▸ Requests
• a. Can you sum up the 3D computer vision guide in two sentences?
• b. What comes next in the 3D computer vision guide? Continue it from the end of its paragraph on depth maps.

▸ Excerpted text
-- -- --
3D Computer Vision: Depth Estimation, Point Cloud Processing, And SLAM

In this comprehensive 3D Computer Vision guide, you will learn how to extract and leverage three-dimensional information from images and video. We cover depth estimation methods, point cloud processing pipelines, and simultaneous localization and mapping (SLAM) techniques that enable robots, autonomous vehicles, and AR/VR systems to perceive and navigate complex environments. By the end of this guide, you will understand:

The difference between 2D, 2.5D, and 3D data
Classical and deep-learning approaches to depth estimation
Point cloud acquisition, filtering, registration, and segmentation
3D reconstruction techniques: multi-view stereo and volumetric fusion
SLAM fundamentals and state-of-the-art visual and lidar-based systems
Public datasets and evaluation metrics for depth and point clouds
Deployment strategies for real-time 3D vision on edge devices
Detailed case studies in autonomous driving and indoor mapping
FAQs covering key concepts
A glossary and quick-reference cheat-sheet

Whether you are building a depth-aware robot, an AR application, or a self-driving car, this guide equips you with the theory, practical workflows, and tools to master 3D computer vision.

1. From 2D to 2.5D to 3D Data

1.1 2D Images

Standard images capture the intensity or color at each pixel: width × height.

1.2 2.5D Depth Maps

Depth maps assign a distance value to each pixel often obtained from stereo cameras or depth sensors (RGB-D). They encode a single view of 3D structure.
-- -- --
▸ Data provided

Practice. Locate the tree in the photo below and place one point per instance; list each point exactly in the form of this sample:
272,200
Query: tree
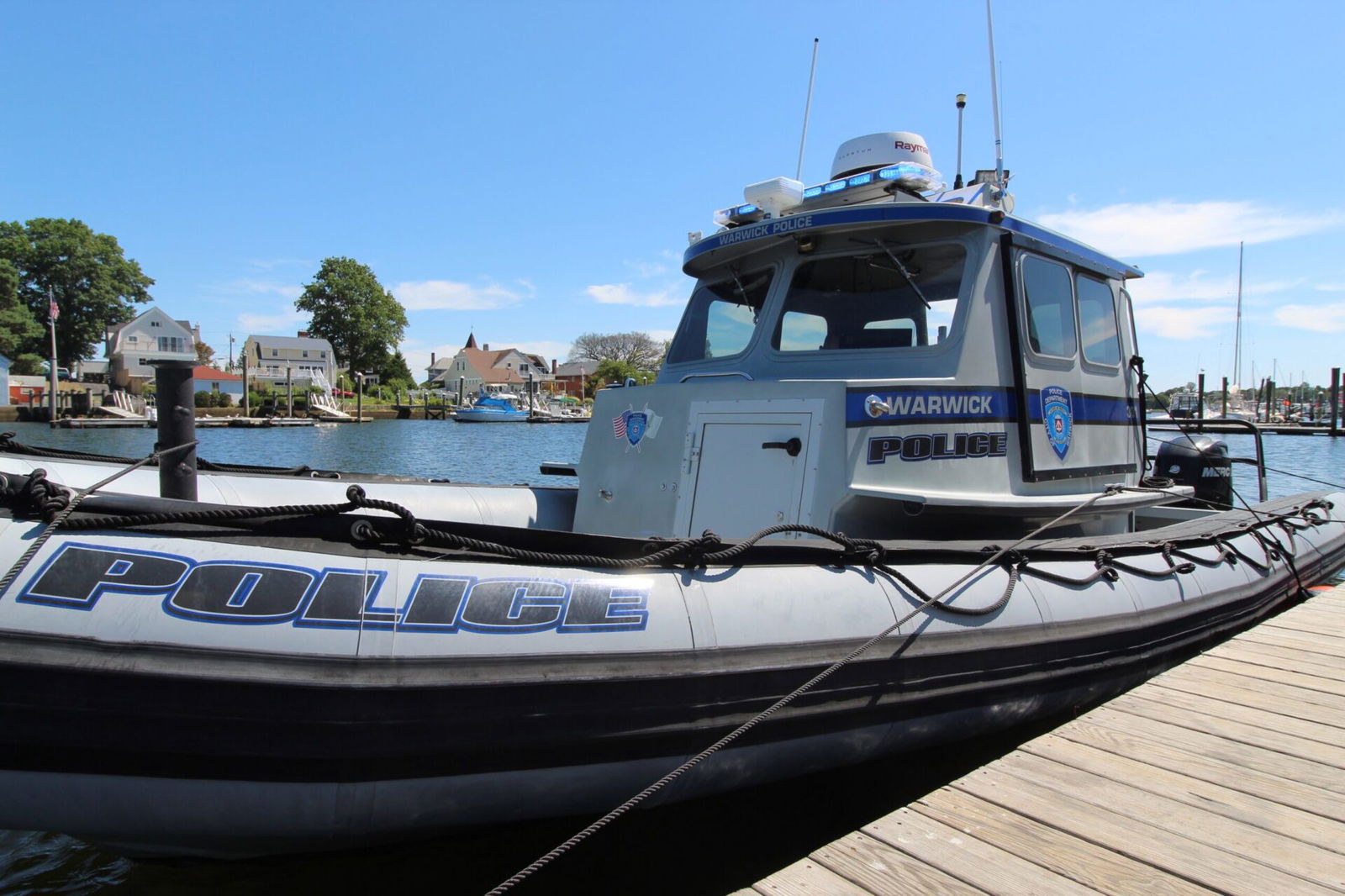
-- -- --
▸ Exercise responses
• a. The guide teaches how to extract and use three-dimensional information from images and video, covering depth estimation, point cloud processing, and SLAM techniques that let robots, autonomous vehicles, and AR/VR systems perceive and navigate complex environments. It begins by contrasting 2D images, which record intensity or color at each pixel, with 2.5D depth maps, which assign each pixel a distance value and encode a single view of 3D structure.

• b.
1.3 3D Point Clouds

A point cloud is an unordered set of (x,y,z) coordinates representing surface geometry in three-dimensional space. Point clouds can include additional attributes such as color or intensity.

2. Depth Estimation

3D computer vision: Diagram of stereo pair to disparity to depth and single image to depth network. — Stereo and monocular depth estimation workflows.

Depth estimation recovers per-pixel distance from a camera.

2.1 Stereo Depth Estimation

Stereo Matching compares left/right image pairs to compute disparity, then depth = baseline × focal_length / disparity.
Block Matching and Semi-Global Matching are classical algorithms.
Deep Networks such as PSMNet and GANet learn end-to-end matching for improved accuracy.

Python

# Example: Using OpenCV stereo block matcher
import cv2
left  = cv2.imread('left.png', cv2.IMREAD_GRAYSCALE)
right = cv2.imread('right.png', cv2.IMREAD_GRAYSCALE)
stereo = cv2.StereoSGBM_create(minDisparity=0,
    numDisparities=128, blockSize=5)
disparity = stereo.compute(left, right).astype(float) / 16.0
depth = (focal_length * baseline) / (disparity + 1e-6)

2.2 Monocular Depth Estimation

Structure from Motion (SfM) reconstructs sparse 3D points by matching features across multiple views and solving for camera poses.
Deep Monocular Models like MiDaS and DepthNet use CNNs to predict depth from a single image, trained on diverse datasets.

3. Point Cloud Processing

Once you have a point cloud from LiDAR, stereo, or RGB-D sensors, you must preprocess and analyze it.

3.1 Acquisition and Formats

LiDAR sensors (Velodyne, Ouster) capture millions of points per second.
RGB-D Cameras (RealSense, Kinect) provide aligned color and depth.
File Formats: PLY, LAS/LAZ, PCAP for raw lidar streams.

3.2 Filtering and Denoising

Statistical Outlier Removal removes isolated points
Voxel Grid Downsampling reduces density via 3D grid averaging
Radius Outlier Removal deletes points with too few neighbors

Python

import open3d as o3d

pcd = o3d.io.read_point_cloud("scan.ply")
# Downsample
pcd = pcd.voxel_down_sample(voxel_size=0.05)
# Remove noise
pcd, _ = pcd.remove_statistical_outlier(nb_neighbors=20, std_ratio=2.0)

3.3 Registration (Alignment)

ICP (Iterative Closest Point) aligns source to target by minimizing point distances.
Global Registration through feature matching (FPFH features) for large initial misalignment.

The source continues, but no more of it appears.